PROMPT:
From the entries below, extract every line that includes the word "trunk".

GIVEN DATA:

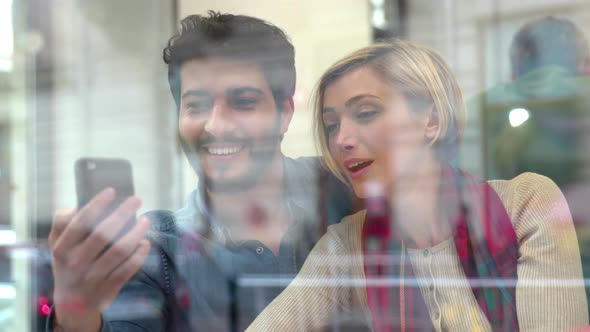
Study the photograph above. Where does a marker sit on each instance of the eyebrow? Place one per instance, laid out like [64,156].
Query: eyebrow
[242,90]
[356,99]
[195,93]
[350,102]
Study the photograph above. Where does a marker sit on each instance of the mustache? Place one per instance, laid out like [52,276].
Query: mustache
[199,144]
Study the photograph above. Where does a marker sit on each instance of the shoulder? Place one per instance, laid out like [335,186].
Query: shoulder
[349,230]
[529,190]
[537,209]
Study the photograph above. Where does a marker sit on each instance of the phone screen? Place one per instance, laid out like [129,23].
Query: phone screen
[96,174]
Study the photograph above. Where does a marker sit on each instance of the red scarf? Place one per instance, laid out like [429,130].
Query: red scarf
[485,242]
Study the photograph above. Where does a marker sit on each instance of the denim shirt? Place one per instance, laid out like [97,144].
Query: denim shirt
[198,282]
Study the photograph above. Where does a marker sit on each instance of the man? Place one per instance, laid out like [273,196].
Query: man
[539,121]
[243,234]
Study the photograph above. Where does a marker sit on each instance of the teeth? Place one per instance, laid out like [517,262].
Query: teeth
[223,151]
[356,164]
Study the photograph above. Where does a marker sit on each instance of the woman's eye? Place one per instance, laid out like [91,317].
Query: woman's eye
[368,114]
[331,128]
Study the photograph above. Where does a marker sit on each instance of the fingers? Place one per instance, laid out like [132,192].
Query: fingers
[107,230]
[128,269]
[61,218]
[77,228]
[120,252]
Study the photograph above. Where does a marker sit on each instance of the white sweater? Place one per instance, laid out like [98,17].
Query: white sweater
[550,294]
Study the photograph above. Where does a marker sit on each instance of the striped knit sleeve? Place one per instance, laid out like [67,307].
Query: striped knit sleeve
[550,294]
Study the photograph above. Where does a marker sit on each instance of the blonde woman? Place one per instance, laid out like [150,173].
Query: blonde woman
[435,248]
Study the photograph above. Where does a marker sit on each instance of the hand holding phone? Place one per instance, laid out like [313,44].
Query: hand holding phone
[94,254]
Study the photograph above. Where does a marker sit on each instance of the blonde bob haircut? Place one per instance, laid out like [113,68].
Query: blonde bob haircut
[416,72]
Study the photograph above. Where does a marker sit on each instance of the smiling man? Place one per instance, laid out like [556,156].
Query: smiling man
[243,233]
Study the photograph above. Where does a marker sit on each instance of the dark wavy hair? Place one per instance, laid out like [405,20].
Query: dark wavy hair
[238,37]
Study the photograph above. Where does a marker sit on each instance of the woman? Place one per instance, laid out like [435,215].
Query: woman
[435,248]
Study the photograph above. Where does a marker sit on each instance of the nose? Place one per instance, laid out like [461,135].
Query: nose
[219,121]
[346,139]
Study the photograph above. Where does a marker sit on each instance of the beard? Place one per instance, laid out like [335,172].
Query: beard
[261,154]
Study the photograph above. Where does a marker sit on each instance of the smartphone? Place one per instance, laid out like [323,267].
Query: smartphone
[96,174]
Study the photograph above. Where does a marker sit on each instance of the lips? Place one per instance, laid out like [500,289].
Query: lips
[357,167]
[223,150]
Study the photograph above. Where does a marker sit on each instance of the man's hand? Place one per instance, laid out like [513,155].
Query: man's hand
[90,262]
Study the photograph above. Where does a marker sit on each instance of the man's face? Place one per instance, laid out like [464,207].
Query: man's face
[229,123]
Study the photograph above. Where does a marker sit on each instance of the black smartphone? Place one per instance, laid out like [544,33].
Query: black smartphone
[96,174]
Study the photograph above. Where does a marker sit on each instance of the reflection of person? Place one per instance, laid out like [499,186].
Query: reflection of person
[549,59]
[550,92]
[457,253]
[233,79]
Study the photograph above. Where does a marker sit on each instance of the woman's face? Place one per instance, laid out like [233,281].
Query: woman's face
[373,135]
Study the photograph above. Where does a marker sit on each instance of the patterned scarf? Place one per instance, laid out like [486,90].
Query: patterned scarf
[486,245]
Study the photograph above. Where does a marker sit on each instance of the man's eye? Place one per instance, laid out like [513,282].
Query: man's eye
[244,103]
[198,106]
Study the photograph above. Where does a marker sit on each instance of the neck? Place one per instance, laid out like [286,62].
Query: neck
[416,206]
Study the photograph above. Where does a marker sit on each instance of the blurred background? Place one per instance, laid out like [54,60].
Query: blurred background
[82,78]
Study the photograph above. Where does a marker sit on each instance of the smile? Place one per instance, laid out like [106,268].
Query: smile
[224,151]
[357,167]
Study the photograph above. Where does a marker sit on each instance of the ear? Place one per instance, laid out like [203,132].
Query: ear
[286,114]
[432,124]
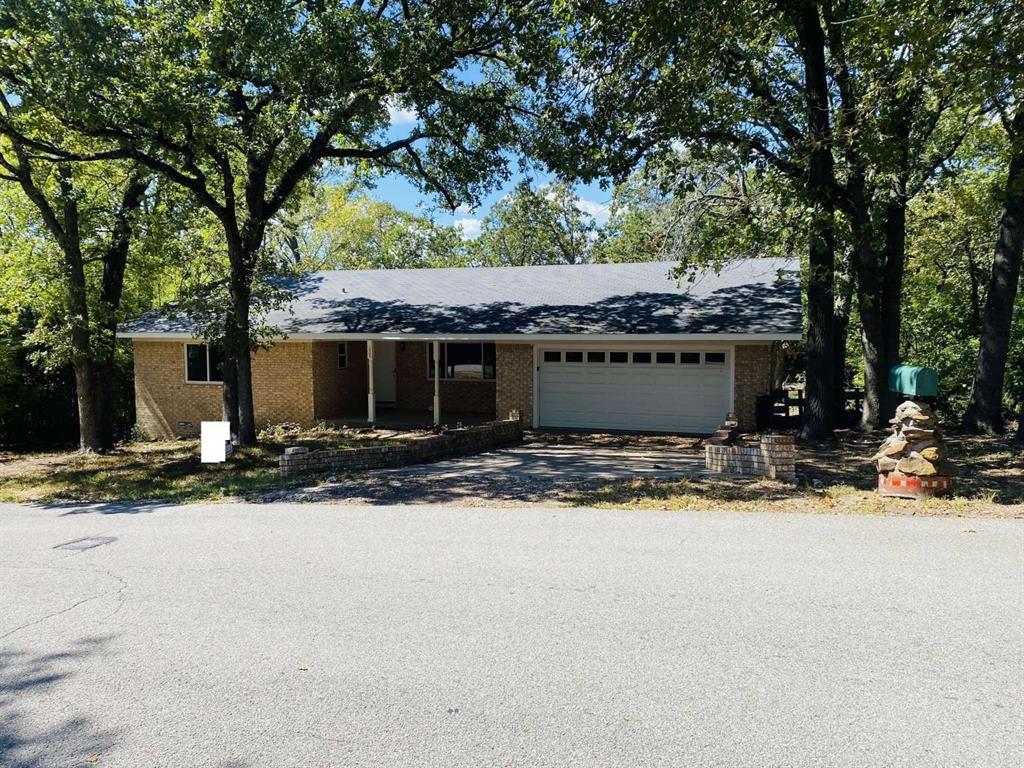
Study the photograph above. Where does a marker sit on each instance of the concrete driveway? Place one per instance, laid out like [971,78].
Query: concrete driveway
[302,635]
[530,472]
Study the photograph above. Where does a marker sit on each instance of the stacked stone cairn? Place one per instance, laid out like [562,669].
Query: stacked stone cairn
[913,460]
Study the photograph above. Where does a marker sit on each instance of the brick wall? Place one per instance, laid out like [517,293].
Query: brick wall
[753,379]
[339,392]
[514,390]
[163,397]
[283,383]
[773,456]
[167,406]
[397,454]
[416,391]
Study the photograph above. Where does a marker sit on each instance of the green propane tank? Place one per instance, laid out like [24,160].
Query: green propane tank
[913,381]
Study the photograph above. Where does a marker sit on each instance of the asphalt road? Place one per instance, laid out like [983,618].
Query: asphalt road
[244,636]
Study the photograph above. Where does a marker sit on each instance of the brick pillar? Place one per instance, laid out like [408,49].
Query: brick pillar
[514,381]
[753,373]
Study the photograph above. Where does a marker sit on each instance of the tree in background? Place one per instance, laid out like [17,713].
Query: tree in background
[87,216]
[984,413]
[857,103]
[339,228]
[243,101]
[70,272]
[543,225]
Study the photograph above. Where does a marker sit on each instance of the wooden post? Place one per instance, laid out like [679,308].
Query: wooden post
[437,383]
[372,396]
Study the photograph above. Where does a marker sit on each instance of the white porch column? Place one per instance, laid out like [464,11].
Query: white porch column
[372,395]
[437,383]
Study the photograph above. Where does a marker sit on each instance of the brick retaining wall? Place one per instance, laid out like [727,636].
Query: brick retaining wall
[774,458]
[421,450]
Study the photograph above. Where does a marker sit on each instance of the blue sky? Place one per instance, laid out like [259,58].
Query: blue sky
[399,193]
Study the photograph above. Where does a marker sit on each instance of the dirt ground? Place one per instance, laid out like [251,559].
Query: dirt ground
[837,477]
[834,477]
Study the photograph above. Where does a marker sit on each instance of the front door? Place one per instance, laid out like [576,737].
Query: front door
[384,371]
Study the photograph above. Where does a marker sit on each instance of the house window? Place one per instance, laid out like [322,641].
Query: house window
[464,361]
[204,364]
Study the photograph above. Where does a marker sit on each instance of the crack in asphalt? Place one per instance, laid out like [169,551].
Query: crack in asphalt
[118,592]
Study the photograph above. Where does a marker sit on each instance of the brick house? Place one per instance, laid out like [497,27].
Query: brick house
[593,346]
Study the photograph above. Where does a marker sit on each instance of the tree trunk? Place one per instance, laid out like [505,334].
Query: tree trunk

REPLY TO THE EXERCISE:
Study the photograph above. Where does a marker sit on each instance of the tree trunk? Place one per instance, laid out like [505,334].
Query: tree trunk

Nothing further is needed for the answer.